Stated problem
Please set out the lines of the records below as a numbered list, leaving out blank lines, covering everything from the line containing "Q: In the image above, where is the wooden tabletop" down to the line containing "[473,462,537,529]".

>> begin

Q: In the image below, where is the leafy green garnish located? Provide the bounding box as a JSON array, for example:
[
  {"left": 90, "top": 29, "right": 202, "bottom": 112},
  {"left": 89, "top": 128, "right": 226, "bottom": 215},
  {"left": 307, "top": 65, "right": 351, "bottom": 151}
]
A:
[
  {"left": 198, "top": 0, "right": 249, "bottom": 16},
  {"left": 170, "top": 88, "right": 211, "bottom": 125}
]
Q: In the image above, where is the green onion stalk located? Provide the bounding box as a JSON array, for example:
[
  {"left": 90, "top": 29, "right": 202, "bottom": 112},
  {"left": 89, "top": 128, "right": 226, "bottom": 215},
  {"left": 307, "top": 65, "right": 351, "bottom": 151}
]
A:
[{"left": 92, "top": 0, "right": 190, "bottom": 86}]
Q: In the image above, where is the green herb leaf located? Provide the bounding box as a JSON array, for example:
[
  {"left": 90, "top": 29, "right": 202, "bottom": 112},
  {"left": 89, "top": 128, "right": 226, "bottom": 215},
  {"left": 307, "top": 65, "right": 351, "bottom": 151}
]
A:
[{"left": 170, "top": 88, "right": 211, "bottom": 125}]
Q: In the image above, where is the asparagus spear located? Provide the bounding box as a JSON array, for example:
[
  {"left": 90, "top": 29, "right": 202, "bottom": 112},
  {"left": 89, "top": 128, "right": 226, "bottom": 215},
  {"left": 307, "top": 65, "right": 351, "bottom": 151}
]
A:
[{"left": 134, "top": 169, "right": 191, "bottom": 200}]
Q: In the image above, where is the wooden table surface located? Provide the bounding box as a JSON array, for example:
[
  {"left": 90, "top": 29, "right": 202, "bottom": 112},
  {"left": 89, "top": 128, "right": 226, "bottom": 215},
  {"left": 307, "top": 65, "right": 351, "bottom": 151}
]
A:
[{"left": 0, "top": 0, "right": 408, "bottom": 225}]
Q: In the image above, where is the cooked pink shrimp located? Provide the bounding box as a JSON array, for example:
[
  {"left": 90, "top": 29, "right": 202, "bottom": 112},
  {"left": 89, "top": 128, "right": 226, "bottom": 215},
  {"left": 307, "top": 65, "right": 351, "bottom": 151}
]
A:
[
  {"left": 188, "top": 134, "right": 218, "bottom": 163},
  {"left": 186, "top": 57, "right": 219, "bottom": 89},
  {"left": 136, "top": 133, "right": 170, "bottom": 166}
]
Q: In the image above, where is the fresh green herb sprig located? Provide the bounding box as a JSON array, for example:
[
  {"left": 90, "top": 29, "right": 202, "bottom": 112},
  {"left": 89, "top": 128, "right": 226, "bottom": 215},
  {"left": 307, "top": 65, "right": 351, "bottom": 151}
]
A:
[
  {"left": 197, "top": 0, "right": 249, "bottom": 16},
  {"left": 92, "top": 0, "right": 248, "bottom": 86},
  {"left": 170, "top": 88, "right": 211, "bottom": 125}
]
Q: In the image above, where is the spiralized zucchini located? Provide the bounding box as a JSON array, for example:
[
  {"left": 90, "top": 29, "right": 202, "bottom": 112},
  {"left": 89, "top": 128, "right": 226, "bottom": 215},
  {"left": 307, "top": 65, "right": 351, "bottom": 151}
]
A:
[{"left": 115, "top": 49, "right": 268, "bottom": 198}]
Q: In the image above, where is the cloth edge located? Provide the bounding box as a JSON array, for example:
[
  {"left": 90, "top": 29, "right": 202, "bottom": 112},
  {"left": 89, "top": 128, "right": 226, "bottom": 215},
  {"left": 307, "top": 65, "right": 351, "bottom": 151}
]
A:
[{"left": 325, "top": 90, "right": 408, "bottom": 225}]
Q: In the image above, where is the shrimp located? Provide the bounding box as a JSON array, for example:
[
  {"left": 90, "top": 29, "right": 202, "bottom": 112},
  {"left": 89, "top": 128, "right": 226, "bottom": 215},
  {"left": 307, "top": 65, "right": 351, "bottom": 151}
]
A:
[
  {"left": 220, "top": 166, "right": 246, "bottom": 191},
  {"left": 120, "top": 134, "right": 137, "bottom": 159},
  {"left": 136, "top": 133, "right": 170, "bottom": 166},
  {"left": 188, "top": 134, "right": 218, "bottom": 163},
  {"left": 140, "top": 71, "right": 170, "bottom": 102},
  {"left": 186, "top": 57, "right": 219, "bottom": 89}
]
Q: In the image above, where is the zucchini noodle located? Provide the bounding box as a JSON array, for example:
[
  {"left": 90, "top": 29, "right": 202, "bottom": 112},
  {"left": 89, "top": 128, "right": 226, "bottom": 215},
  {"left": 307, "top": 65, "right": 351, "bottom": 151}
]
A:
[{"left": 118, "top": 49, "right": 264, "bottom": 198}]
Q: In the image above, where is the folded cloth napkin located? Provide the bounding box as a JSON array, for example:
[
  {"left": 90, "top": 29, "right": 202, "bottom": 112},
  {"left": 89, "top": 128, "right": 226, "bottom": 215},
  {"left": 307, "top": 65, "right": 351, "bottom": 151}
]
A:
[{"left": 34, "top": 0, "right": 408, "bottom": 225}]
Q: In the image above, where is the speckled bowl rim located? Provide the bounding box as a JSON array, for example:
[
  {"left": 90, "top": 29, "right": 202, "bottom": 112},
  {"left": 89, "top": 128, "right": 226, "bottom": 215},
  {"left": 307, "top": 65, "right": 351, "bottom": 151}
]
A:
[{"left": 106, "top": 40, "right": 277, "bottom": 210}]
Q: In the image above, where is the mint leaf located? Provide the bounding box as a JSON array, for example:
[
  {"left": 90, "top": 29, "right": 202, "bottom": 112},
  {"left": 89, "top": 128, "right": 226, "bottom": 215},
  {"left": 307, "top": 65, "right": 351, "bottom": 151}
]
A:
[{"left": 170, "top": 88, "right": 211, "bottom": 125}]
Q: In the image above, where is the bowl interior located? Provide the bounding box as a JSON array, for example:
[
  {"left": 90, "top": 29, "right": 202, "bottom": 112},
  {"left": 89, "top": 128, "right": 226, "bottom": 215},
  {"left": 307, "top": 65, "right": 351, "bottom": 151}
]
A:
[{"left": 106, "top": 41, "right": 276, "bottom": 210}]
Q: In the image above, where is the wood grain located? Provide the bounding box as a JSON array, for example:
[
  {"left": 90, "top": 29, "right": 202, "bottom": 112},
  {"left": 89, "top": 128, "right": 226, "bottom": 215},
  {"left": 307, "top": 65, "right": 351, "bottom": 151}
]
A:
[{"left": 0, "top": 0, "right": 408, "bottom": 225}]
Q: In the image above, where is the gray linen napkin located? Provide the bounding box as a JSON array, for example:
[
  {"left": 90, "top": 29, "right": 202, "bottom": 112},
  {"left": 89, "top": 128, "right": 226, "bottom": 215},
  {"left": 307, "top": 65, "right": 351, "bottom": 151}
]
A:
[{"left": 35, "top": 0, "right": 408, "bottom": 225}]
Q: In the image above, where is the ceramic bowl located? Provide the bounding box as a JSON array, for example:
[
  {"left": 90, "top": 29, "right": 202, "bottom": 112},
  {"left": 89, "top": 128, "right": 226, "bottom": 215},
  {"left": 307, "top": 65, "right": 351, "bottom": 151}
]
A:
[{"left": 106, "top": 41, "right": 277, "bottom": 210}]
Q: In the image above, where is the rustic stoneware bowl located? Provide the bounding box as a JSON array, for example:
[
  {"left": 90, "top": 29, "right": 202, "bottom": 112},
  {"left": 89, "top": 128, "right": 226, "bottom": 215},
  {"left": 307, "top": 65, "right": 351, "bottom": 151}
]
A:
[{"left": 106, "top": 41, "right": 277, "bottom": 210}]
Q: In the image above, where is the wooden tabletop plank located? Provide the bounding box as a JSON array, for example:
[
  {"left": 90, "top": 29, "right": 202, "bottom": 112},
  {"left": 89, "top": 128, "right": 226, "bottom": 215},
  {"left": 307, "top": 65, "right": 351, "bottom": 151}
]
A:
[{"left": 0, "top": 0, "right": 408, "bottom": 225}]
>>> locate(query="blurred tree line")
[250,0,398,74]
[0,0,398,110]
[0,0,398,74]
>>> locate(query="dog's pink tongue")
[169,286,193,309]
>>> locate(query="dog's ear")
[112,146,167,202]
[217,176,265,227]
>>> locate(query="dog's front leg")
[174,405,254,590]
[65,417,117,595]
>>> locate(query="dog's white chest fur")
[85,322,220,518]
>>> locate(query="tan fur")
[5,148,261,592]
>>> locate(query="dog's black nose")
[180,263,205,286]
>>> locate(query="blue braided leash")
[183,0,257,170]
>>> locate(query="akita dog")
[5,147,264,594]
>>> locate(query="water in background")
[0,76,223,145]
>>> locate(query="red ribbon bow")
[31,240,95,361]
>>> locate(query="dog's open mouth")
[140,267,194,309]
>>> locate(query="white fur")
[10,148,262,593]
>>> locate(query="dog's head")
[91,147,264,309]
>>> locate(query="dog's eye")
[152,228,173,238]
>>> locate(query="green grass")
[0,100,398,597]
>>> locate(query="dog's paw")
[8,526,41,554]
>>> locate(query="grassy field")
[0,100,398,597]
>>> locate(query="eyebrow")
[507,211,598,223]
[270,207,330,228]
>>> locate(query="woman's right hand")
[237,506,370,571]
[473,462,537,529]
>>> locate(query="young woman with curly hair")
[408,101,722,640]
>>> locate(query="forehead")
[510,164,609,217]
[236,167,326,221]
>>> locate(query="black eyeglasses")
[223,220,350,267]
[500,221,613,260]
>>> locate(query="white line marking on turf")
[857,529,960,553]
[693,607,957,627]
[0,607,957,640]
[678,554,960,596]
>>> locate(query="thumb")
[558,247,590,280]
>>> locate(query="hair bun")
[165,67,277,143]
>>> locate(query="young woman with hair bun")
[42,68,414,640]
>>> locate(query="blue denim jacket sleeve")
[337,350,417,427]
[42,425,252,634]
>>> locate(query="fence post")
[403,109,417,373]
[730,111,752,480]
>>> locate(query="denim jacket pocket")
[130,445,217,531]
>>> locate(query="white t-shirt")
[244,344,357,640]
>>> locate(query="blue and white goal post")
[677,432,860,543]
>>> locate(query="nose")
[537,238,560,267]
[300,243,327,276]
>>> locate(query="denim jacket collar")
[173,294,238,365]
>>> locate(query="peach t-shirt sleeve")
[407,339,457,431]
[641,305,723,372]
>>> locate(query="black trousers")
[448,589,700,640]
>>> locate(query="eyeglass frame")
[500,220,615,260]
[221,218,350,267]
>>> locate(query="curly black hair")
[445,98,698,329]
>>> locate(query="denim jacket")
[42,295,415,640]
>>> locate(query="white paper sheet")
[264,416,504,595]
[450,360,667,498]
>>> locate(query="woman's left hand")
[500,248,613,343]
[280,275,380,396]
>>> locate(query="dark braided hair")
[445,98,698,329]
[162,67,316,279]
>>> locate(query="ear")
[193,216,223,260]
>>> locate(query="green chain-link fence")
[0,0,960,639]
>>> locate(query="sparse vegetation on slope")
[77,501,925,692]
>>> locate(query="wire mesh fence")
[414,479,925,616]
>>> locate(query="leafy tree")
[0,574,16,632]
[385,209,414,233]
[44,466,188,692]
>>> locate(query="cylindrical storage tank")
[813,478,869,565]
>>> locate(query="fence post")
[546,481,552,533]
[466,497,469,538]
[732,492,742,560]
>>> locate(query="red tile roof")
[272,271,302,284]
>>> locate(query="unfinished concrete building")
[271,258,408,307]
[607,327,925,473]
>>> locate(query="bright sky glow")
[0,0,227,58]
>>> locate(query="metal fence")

>> end

Written answer
1. Q: In the image above, where is the wooden tabletop plank located? Provide the bounding box as a JSON array, for example:
2. [
3.   {"left": 90, "top": 29, "right": 202, "bottom": 112},
4.   {"left": 89, "top": 128, "right": 226, "bottom": 215},
5.   {"left": 307, "top": 65, "right": 351, "bottom": 151}
6. ]
7. A:
8. [{"left": 0, "top": 0, "right": 408, "bottom": 225}]
9. >>> locate(query="blurred tree line")
10. [250,0,398,74]
11. [0,0,398,110]
12. [0,0,398,74]
13. >>> locate(query="dog's pink tongue")
14. [169,286,193,309]
15. >>> locate(query="dog's ear")
16. [112,146,167,202]
17. [217,176,265,227]
18. >>> locate(query="dog's front leg")
19. [174,405,254,590]
20. [65,417,117,595]
21. >>> locate(query="dog's white chest fur")
22. [85,322,220,518]
23. >>> locate(query="tan fur")
24. [5,148,261,592]
25. >>> locate(query="dog's black nose")
26. [180,263,205,286]
27. >>> locate(query="blue braided leash")
28. [183,0,257,170]
29. >>> locate(query="akita dog")
30. [5,147,264,594]
31. >>> locate(query="water in background")
32. [0,76,223,145]
33. >>> locate(query="red ribbon bow")
34. [31,240,95,361]
35. >>> locate(query="dog's open mouth")
36. [140,267,194,309]
37. >>> locate(query="white fur")
38. [10,148,262,593]
39. >>> locate(query="dog's head")
40. [91,147,264,309]
41. >>> locate(query="dog's eye")
42. [152,228,173,238]
43. >>> locate(query="green grass")
44. [0,100,398,597]
45. >>> locate(query="dog's paw")
46. [8,526,41,554]
47. >>> locate(query="grassy field")
48. [0,100,398,597]
49. >>> locate(query="eyebrow")
50. [507,211,598,223]
51. [270,207,330,228]
52. >>> locate(query="woman's right hand")
53. [237,506,370,571]
54. [473,462,537,529]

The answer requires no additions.